> _RECORDS FOR THIS TASK_:
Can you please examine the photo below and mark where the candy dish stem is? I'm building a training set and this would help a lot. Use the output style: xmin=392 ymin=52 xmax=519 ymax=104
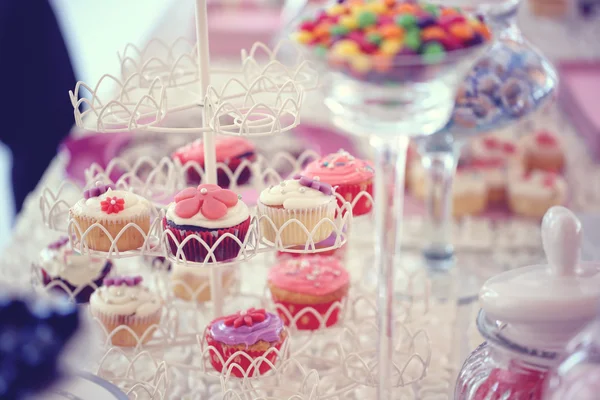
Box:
xmin=419 ymin=135 xmax=460 ymax=272
xmin=195 ymin=0 xmax=218 ymax=185
xmin=370 ymin=135 xmax=409 ymax=400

> _YOUR INSTRUCTIONS_:
Omitting the pictures, repeat all entries exactly.

> _ANSWER AREA_:
Can you please examine the photo below and mark where the candy dish stem is? I'm building a training set and this would help a lot. Use the output style: xmin=392 ymin=52 xmax=519 ymax=104
Box:
xmin=419 ymin=135 xmax=460 ymax=272
xmin=195 ymin=0 xmax=218 ymax=185
xmin=370 ymin=135 xmax=409 ymax=400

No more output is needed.